#### [REQUIREMENTS]
Switch "grass verge" to "lawn strip" throughout the records below and write them out again with everything else unchanged. Leave the pictures out of your output.

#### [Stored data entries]
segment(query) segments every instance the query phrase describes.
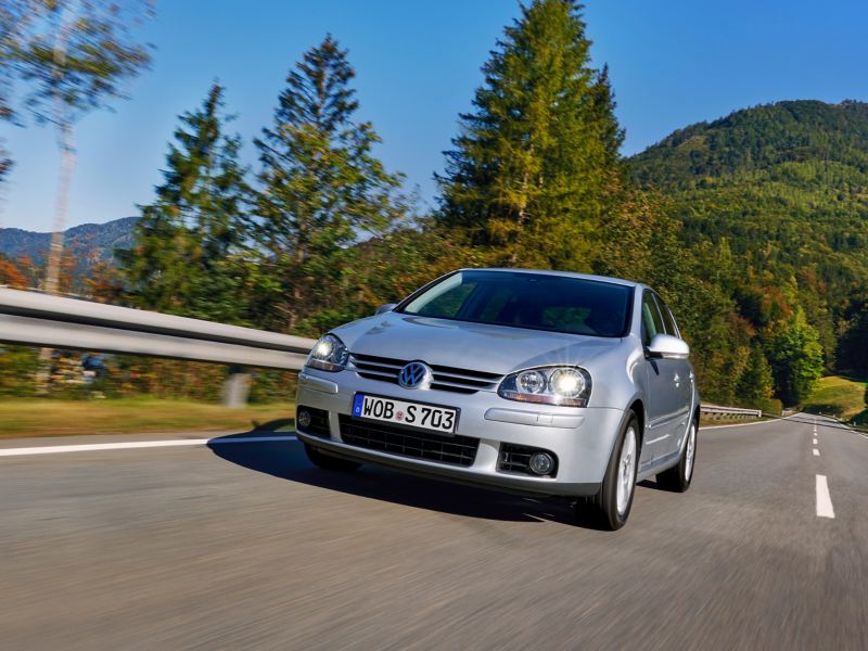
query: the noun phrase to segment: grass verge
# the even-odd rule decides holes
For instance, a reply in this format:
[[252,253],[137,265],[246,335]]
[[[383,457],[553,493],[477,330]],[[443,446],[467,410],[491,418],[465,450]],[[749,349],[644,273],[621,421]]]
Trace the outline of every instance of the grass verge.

#### [WRITTEN ANSWER]
segment(query) segments every instance the query phrase describes.
query: the noun phrase to segment: lawn strip
# the even-odd rule decides holes
For instance, a reply in this format:
[[252,253],[137,265],[246,335]]
[[[383,457],[553,493],[477,330]],[[443,446],[467,410],[491,418],[465,450]],[[749,349],[644,273],[621,421]]]
Trace the outline of every instance of the lawn strip.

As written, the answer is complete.